(Page excerpt begins)

Page Banner

United States Department of Agriculture

Agricultural Research Service

Title: Effects of Proteinase Inhibitors on Growth and Digestive Proteolysis of the Ref Flour Beetle, Tribolium Castaneum (Herbst) (Coleoptera: Tenebrionidae)

Authors
item Oppert, Brenda
item Morgan, Thomas
item Hartzer, Kris - KANSAS STATE UNIVERSITY
item Lenarcic, B - J STEFAN INST, SLOVENIA
item Galesa, K - J STEFAN INST, SLOVENIA
item Brzin, J - J STEFAN INST, SLOVENIA
item Turk, Vito - J STEFAN INST, SLOVENIA
item Yoza, K - NATL FOOD RES INST,JAPAN
item Ohtsubo, K - NATL FOOD RES INST, JAPAN
item Kramer, Karl

Submitted to: Journal of Insect Science
Publication Type: Peer Reviewed Journal
Publication Acceptance Date: February 24, 2003
Publication Date: May 23, 2003
Citation: OPPERT,B.S., MORGAN,T.D., HARTZER,K., LENARCIC,B., GALESA,K., BRZIN,J., TURK,V., YOZA,K., OHTSUBO,K., KRAMER,K.J., EFFECTS OF PROTEINASE INHIBITORS ON GROWTH AND DIGESTIVE PROTEOLYSIS OF THE REF FLOUR BEETLE, TRIBOLIUM CASTANEUM (HERBST) (COLEOPTERA: TENEBRIONIDAE). COMPARATIVE BIOCHEMISTRY AND PHYSIOLOGY PART C 134 (2003) 481-490.

(Page excerpt ends)

**Actions to take**
(1) List every author whom the publication record affiliates with J Stefan Inst, Slovenia.
(2) Transcribe the publication record from "Submitted to: Journal" up to and including "134 (2003) 481-490.".
(3) According to the publication record, on what date was the publication accepted?

(Records provided begins)

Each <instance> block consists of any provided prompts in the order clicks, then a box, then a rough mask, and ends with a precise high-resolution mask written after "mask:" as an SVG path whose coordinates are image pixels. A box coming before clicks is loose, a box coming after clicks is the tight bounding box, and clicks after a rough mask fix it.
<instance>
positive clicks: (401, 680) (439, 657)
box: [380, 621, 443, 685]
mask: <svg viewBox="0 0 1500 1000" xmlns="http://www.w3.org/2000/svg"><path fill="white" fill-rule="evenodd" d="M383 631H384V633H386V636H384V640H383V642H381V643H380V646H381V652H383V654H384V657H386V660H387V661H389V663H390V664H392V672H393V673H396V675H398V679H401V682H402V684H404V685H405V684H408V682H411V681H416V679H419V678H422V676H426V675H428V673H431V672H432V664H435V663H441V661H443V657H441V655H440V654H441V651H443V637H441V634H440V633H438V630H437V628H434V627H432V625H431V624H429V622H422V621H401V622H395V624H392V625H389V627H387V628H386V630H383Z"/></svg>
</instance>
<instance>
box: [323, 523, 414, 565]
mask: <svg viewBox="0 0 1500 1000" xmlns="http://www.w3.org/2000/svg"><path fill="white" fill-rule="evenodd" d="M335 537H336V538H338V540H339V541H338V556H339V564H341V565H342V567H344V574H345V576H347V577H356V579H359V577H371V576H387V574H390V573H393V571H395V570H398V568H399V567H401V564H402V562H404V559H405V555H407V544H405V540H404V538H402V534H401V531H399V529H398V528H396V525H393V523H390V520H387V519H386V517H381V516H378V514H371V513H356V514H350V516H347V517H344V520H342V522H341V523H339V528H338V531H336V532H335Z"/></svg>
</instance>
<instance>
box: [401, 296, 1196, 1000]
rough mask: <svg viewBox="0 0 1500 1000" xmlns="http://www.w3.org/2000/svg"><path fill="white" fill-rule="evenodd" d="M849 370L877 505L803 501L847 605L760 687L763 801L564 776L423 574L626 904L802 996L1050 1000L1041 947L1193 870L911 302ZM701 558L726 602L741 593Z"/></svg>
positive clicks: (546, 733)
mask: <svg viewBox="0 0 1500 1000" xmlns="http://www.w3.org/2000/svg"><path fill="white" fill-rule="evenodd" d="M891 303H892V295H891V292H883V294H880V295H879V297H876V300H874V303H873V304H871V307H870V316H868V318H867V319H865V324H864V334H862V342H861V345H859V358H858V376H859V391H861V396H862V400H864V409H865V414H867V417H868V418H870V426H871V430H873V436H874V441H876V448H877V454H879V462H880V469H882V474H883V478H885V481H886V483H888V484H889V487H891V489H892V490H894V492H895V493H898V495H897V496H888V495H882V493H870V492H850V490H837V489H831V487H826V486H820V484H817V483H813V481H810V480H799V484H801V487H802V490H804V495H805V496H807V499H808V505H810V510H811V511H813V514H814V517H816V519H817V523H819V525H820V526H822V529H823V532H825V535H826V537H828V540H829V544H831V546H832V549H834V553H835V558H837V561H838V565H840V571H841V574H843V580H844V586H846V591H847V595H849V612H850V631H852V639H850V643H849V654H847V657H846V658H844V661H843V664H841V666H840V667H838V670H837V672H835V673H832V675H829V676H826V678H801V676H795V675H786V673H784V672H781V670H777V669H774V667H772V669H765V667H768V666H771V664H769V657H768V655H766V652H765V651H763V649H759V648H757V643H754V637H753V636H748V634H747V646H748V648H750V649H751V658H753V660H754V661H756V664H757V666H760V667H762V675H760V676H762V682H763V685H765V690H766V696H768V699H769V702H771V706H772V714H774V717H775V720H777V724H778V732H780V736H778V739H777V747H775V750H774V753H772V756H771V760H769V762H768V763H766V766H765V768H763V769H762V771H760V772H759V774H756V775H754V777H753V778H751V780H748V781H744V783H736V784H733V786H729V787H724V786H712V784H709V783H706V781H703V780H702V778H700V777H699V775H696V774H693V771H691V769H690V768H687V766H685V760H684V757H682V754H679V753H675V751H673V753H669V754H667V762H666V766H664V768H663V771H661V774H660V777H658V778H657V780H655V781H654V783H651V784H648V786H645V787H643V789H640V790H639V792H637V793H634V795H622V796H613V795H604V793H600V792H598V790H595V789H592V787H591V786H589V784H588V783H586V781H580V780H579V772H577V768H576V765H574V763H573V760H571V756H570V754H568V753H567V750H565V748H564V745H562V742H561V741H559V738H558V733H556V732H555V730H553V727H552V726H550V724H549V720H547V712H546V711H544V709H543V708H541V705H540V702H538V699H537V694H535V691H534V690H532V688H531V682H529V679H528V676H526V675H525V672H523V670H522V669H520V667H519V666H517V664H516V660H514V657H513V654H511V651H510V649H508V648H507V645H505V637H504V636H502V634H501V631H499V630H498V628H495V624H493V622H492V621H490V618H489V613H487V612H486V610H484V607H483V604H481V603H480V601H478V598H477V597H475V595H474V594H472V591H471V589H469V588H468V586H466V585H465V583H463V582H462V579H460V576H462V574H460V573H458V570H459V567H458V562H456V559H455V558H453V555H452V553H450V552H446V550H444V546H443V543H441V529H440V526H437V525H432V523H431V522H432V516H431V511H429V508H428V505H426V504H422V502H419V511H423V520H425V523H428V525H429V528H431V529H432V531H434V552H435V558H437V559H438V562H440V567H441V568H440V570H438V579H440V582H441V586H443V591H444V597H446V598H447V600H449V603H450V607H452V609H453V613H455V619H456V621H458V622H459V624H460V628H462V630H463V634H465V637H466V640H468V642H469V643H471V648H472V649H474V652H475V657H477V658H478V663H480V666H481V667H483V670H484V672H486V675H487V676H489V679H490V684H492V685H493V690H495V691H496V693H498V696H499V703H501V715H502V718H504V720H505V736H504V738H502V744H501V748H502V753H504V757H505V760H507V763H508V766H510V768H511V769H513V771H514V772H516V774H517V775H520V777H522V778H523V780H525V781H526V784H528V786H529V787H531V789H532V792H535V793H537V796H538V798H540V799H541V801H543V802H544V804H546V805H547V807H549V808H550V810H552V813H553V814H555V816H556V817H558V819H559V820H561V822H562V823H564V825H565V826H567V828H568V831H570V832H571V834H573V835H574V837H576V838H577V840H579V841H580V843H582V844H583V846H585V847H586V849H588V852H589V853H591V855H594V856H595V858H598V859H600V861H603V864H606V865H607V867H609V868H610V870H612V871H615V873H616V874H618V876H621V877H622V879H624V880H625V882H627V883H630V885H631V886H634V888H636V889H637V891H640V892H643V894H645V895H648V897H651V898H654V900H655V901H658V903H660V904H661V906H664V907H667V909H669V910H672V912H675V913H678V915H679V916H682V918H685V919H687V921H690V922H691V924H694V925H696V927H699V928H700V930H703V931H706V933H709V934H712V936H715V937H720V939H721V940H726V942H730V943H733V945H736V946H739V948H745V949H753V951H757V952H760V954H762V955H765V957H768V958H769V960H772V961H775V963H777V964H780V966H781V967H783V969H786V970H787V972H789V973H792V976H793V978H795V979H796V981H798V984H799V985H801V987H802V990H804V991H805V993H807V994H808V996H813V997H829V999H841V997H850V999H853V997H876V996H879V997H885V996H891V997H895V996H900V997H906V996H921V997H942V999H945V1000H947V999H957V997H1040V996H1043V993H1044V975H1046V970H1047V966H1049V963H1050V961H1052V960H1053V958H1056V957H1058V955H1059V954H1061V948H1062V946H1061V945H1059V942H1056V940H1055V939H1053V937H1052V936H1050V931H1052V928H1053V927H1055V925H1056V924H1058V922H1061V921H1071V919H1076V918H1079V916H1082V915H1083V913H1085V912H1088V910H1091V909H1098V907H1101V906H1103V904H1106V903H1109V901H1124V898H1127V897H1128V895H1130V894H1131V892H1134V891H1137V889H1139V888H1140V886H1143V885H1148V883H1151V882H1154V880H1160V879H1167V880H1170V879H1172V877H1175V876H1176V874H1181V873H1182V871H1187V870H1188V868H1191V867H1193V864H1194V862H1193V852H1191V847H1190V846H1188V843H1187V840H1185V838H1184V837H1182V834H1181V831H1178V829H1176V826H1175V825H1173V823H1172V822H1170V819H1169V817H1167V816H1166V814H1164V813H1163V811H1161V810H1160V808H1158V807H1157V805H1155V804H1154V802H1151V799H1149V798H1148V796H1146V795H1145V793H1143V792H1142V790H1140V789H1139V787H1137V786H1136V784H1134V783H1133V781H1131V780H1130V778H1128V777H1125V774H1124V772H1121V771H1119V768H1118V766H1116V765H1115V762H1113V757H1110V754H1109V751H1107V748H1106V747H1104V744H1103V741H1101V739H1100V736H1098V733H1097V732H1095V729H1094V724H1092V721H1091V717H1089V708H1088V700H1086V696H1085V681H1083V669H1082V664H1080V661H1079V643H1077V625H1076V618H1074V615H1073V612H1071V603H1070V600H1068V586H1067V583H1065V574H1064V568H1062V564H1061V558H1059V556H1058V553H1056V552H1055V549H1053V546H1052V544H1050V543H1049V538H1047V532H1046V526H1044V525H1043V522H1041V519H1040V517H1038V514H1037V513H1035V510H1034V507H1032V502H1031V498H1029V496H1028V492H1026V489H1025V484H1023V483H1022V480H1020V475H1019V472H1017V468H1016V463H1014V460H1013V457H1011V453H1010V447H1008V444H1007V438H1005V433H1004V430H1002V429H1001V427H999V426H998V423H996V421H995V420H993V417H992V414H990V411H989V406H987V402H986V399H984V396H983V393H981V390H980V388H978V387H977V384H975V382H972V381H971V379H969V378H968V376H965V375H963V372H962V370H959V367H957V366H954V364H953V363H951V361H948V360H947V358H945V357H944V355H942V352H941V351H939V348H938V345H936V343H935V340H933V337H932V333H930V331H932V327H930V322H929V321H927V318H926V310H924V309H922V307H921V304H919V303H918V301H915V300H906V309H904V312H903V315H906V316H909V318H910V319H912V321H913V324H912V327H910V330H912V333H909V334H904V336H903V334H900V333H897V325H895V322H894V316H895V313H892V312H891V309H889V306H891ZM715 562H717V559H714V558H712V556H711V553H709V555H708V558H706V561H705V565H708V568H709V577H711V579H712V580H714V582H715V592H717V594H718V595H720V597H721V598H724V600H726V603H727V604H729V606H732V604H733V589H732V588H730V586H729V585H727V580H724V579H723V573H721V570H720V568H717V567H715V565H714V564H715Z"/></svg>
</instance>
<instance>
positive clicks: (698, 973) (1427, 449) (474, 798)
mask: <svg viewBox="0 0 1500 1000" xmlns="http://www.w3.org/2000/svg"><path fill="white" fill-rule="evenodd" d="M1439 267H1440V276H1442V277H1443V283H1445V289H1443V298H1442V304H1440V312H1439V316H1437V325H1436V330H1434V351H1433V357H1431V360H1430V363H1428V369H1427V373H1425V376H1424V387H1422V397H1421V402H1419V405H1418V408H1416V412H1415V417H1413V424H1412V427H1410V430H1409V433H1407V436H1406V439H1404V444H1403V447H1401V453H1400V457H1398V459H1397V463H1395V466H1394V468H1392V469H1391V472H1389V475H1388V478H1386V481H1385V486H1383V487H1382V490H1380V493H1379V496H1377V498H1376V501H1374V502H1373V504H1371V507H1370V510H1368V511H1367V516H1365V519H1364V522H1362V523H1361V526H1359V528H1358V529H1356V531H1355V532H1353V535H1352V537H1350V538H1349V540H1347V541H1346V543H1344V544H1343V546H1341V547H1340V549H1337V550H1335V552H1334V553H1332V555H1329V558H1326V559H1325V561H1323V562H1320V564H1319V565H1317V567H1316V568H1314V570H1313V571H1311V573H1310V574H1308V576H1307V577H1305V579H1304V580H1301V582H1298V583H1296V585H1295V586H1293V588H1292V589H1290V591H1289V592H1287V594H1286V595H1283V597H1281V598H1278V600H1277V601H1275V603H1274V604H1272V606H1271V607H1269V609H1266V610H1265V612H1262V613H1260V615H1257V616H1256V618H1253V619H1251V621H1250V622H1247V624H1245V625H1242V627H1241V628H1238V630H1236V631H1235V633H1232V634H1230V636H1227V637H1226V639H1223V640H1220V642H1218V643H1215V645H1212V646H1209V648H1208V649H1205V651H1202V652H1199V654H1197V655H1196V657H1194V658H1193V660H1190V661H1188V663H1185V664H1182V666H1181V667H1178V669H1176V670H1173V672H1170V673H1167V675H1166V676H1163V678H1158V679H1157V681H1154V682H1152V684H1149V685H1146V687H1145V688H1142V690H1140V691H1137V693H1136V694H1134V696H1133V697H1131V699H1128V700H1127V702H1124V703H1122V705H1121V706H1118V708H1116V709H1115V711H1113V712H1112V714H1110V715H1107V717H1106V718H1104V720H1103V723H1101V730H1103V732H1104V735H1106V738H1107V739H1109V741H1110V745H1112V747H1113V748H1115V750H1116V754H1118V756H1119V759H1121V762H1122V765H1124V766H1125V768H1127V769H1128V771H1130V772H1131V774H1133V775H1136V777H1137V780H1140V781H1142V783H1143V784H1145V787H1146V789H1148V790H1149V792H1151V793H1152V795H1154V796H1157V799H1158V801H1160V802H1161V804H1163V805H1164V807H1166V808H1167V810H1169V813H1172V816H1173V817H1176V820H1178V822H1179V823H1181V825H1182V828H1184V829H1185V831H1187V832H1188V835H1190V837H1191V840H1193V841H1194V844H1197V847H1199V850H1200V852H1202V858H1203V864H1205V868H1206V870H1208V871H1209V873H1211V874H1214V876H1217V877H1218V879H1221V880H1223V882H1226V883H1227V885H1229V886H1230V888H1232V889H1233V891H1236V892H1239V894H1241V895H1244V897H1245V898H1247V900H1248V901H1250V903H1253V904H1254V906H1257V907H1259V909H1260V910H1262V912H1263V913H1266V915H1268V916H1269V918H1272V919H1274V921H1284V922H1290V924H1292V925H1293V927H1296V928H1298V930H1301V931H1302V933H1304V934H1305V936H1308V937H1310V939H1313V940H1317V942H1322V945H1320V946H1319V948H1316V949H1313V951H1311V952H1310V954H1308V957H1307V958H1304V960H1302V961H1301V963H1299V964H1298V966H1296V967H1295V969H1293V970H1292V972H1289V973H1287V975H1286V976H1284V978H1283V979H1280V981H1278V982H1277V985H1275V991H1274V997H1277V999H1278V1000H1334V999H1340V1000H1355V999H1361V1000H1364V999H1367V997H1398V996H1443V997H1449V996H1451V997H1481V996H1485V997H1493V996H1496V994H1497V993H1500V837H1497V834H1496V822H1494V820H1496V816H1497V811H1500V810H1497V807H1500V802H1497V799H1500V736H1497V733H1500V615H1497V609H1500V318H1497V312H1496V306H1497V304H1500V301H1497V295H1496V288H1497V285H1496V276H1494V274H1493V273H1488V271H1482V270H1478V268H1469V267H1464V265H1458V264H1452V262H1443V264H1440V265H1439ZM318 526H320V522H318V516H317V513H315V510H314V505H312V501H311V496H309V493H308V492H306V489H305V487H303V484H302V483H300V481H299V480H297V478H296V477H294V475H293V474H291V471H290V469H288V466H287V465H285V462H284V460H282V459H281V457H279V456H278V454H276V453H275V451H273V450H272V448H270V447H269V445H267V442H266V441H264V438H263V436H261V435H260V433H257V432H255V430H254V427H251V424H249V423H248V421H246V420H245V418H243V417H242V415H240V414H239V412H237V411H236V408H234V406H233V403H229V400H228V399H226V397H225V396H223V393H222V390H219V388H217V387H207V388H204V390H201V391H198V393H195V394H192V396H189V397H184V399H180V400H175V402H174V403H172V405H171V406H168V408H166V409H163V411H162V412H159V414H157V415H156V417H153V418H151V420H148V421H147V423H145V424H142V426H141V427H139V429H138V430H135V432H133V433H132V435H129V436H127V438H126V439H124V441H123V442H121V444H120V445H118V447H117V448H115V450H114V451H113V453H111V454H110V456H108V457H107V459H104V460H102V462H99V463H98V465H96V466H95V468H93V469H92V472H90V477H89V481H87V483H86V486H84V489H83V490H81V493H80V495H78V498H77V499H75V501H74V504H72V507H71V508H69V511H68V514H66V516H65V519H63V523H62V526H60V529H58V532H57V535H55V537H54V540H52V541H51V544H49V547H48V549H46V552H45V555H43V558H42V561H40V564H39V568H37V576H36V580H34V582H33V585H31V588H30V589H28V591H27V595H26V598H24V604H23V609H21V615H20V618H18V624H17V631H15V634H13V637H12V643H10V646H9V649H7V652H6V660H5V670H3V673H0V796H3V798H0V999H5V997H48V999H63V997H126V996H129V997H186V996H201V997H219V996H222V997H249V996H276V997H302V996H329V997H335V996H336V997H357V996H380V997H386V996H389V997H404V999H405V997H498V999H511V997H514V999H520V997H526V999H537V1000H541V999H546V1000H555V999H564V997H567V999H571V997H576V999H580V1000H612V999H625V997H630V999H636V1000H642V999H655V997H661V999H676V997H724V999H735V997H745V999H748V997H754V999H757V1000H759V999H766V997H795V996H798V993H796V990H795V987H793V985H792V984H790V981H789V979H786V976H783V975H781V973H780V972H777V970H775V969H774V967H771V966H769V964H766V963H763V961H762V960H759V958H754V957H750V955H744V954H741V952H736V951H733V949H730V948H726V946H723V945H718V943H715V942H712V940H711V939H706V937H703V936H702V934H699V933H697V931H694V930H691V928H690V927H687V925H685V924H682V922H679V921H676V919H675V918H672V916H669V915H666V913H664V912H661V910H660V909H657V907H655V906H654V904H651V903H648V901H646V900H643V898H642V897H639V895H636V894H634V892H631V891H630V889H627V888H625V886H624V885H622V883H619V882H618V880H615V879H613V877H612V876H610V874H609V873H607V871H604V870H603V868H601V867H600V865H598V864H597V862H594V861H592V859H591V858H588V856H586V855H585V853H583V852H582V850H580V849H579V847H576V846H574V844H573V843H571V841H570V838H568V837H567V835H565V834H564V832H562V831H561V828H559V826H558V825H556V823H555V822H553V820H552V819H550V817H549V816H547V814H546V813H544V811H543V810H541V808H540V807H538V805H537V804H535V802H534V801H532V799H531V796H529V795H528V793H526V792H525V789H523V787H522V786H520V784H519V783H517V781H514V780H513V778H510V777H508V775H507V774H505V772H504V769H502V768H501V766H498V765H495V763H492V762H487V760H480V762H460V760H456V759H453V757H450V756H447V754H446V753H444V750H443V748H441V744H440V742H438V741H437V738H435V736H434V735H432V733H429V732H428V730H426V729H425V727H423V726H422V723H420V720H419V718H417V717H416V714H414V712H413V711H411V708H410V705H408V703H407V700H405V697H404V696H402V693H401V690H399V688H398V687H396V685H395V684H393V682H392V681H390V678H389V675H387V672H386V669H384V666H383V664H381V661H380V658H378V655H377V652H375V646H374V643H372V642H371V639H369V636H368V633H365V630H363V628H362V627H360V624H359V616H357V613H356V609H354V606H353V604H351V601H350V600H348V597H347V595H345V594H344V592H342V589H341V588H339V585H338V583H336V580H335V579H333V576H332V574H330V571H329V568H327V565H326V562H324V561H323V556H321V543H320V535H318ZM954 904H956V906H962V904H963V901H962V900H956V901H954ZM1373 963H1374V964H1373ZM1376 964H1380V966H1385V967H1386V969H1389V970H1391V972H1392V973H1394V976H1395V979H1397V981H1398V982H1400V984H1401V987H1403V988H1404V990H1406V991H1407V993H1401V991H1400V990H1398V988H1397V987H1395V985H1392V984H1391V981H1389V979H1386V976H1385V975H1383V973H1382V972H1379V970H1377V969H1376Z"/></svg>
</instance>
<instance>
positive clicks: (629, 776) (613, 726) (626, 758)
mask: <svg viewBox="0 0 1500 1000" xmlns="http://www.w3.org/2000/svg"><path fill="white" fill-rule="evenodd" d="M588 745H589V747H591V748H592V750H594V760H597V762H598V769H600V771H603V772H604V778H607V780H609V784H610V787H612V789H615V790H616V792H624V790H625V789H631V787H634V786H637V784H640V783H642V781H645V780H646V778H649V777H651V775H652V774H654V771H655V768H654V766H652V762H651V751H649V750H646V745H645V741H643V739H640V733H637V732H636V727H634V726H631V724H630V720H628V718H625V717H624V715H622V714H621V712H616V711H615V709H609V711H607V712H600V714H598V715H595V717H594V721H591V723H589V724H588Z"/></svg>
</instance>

(Records provided ends)

**Written answers**
(1)
Lenarcic, B
Galesa, K
Brzin, J
Turk, Vito

(2)
Submitted to: Journal of Insect Science
Publication Type: Peer Reviewed Journal
Publication Acceptance Date: February 24, 2003
Publication Date: May 23, 2003
Citation: OPPERT,B.S., MORGAN,T.D., HARTZER,K., LENARCIC,B., GALESA,K., BRZIN,J., TURK,V., YOZA,K., OHTSUBO,K., KRAMER,K.J., EFFECTS OF PROTEINASE INHIBITORS ON GROWTH AND DIGESTIVE PROTEOLYSIS OF THE REF FLOUR BEETLE, TRIBOLIUM CASTANEUM (HERBST) (COLEOPTERA: TENEBRIONIDAE). COMPARATIVE BIOCHEMISTRY AND PHYSIOLOGY PART C 134 (2003) 481-490.

(3) February 24, 2003